• **COSA OCCORRE**
Stabilisca se le affermazioni (a), (b) e (c) concordano con il brano sulle elezioni libiche, rispondendo a ciascuna con «sì» o «no» e citando testualmente le parole del brano che lo dimostrano. (a) Aref Ali Nayed è stato ambasciatore degli Emirati Arabi Uniti. (b) Saif al Islam Gheddafi è il figlio maggiore del dittatore libico. (c) L'elezione di Saif al Islam Gheddafi è considerata un'eventualità probabile.

• **BRANO ESTRATTO**
Lungi dal rappresentare solo sé stessi, anche i papabili alla presidenza libica rappresentano – sottolinea the Africa Report – interessi particolari e gruppi di potere distinti. Se Dbaibah e Fathi Bashagha sono ritenuti vicini ai Fratelli musulmani, Aguila Saleh è considerato uno dei principali fautori dell’instabilità in Libia dal 2014, mentre Aref Ali Nayed, ex ambasciatore degli Emirati Arabi Uniti, sarebbe una ‘pedina’ dei paesi del Golfo. Tra i possibili aspiranti alla presidenza, spicca poi il nome di Saif al Islam Gheddafi. Riapparso dal nulla, dopo essere stato liberato dalle stesse milizie che lo hanno tenuto ostaggio per anni, il figlio minore del dittatore libico rovesciato nel 2011 è ora visto da molti come il candidato meno ‘compromesso’ con i poteri stranieri, le milizie armate e le violenze degli ultimi anni. Ma una sua elezione, seppure costituisca ancora un’ipotesi remota, potrebbe contribuire a far saltare il fragile equilibrio garantito finora da un precario condominio istituzionale. Intanto, la popolazione libica attende di recarsi ai seggi per poter eleggere, direttamente, la futura guida del paese e voltare finalmente pagina da una classe politica personalista e corrotta, incapace non solo di traghettare il paese verso la democrazia, ma anche di gestirne le necessità quotidiane. È in questo scenario che la Conferenza di Parigi dovrà cercare di districarsi, per portare la Libia al voto: le elezioni sono un punto di svolta per una nazione che non conosce un vero ‘governo’ da dieci anni, ma che oggi arriva all’appuntamento più divisa che mai.

Estratti da dati di annotazione per punti:
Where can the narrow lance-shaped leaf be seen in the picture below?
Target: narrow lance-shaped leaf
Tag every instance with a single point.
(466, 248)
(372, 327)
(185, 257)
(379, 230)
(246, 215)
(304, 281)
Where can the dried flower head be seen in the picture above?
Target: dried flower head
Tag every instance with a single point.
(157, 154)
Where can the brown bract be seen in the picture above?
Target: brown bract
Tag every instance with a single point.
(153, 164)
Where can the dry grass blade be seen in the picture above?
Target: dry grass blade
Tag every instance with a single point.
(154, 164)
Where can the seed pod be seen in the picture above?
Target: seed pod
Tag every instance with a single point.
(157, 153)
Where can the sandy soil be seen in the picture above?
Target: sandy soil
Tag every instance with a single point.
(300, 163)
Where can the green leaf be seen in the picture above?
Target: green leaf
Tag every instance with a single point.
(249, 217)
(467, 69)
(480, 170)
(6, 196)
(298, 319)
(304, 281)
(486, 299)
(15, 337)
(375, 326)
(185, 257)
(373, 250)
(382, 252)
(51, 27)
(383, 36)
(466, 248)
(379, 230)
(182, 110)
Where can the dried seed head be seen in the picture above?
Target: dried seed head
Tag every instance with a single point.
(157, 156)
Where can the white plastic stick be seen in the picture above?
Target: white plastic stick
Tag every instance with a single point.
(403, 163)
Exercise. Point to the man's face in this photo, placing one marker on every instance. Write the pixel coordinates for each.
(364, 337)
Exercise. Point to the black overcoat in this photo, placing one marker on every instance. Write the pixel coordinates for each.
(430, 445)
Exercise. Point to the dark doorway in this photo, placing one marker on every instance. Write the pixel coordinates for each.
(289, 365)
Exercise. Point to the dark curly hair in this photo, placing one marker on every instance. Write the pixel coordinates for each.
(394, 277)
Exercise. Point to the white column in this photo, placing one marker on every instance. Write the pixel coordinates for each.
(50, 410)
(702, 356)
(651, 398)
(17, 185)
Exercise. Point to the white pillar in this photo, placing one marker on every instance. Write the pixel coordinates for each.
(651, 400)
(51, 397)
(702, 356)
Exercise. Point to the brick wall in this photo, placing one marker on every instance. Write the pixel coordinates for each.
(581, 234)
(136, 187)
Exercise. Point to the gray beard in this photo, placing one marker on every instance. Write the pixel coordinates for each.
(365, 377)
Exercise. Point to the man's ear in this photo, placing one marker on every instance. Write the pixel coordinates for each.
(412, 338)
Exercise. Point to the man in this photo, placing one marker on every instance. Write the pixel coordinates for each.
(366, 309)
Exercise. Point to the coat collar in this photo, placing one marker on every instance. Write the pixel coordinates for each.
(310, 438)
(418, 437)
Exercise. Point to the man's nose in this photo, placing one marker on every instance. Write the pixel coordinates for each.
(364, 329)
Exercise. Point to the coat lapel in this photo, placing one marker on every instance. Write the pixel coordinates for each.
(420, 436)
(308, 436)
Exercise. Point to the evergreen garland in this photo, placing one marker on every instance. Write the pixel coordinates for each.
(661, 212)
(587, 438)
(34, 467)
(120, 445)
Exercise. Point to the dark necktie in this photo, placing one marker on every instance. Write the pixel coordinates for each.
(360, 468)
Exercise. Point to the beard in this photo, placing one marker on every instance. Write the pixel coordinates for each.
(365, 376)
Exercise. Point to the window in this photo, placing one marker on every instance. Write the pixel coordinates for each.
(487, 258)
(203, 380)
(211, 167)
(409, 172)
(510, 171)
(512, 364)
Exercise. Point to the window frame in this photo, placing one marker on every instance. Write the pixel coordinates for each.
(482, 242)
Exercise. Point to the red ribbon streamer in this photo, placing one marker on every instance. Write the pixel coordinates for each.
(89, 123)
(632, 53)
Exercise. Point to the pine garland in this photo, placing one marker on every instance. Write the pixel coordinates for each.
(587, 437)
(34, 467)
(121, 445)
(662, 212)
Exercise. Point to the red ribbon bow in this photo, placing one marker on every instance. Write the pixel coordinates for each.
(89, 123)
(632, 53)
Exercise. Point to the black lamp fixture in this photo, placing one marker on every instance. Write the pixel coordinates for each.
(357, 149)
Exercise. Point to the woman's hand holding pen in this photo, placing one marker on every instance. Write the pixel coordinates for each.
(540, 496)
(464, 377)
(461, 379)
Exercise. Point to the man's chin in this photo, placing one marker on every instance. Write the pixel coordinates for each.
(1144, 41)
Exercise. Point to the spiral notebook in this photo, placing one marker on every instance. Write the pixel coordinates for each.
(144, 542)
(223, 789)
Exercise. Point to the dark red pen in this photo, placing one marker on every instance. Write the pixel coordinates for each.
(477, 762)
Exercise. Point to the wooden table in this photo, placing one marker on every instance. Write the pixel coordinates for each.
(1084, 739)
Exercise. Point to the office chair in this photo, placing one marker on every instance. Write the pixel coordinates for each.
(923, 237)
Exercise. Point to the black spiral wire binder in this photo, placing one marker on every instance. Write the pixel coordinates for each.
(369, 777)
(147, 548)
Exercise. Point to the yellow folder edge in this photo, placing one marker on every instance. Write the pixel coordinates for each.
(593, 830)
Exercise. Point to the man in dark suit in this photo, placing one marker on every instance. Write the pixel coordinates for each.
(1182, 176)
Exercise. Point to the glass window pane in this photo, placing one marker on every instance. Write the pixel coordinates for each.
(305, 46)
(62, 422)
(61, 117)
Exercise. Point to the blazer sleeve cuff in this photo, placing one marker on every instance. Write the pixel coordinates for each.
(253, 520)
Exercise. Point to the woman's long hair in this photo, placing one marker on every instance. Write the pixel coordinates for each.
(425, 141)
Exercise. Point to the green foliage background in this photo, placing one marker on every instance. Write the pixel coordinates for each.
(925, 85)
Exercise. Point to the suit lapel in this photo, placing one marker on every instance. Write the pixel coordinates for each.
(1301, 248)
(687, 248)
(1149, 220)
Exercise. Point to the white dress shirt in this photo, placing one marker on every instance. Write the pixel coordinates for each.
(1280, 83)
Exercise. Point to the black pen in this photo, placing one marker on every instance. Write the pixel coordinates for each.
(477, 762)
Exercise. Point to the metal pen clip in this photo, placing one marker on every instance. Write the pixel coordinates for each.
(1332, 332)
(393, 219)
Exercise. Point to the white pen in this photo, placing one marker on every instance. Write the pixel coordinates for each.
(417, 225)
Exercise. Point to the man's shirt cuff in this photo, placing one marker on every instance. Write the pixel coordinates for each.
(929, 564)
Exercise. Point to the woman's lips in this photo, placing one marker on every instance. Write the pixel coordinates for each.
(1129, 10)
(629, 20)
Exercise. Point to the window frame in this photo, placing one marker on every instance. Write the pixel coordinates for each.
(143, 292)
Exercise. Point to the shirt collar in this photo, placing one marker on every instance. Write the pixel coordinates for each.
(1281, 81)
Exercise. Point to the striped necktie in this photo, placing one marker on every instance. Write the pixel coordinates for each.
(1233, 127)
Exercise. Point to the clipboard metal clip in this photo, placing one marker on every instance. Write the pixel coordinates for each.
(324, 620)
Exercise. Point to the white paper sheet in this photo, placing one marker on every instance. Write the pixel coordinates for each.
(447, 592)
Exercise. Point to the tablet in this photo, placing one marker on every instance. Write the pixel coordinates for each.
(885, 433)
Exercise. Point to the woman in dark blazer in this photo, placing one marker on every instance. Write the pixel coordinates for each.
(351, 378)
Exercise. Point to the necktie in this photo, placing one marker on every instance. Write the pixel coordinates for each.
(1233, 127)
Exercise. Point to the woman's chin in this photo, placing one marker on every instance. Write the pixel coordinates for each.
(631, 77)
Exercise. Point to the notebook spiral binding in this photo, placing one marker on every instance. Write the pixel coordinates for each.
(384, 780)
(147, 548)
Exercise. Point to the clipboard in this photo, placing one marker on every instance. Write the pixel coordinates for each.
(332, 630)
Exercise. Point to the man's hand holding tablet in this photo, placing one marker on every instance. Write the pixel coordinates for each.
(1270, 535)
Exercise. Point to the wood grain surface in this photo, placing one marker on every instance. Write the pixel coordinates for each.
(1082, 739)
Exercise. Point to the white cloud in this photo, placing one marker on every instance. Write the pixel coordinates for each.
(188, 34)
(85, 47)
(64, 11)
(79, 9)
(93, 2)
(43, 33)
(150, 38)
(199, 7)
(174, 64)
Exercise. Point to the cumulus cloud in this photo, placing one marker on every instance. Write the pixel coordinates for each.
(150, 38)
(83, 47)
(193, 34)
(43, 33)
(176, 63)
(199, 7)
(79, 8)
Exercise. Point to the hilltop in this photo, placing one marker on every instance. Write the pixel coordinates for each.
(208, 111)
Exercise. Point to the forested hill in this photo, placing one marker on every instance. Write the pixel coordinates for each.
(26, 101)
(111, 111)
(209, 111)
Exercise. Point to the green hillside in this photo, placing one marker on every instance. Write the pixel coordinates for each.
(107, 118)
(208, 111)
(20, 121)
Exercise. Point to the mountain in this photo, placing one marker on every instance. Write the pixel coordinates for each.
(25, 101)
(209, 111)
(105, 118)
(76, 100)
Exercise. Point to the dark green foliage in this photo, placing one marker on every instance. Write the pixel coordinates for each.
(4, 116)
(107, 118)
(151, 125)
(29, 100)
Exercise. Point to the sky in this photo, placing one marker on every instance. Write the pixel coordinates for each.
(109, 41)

• **RISPOSTA ALL'ESERCIZIO**
(a) Sì: «Aref Ali Nayed, ex ambasciatore degli Emirati Arabi Uniti».
(b) No: «il figlio minore del dittatore libico rovesciato nel 2011».
(c) No: «seppure costituisca ancora un’ipotesi remota».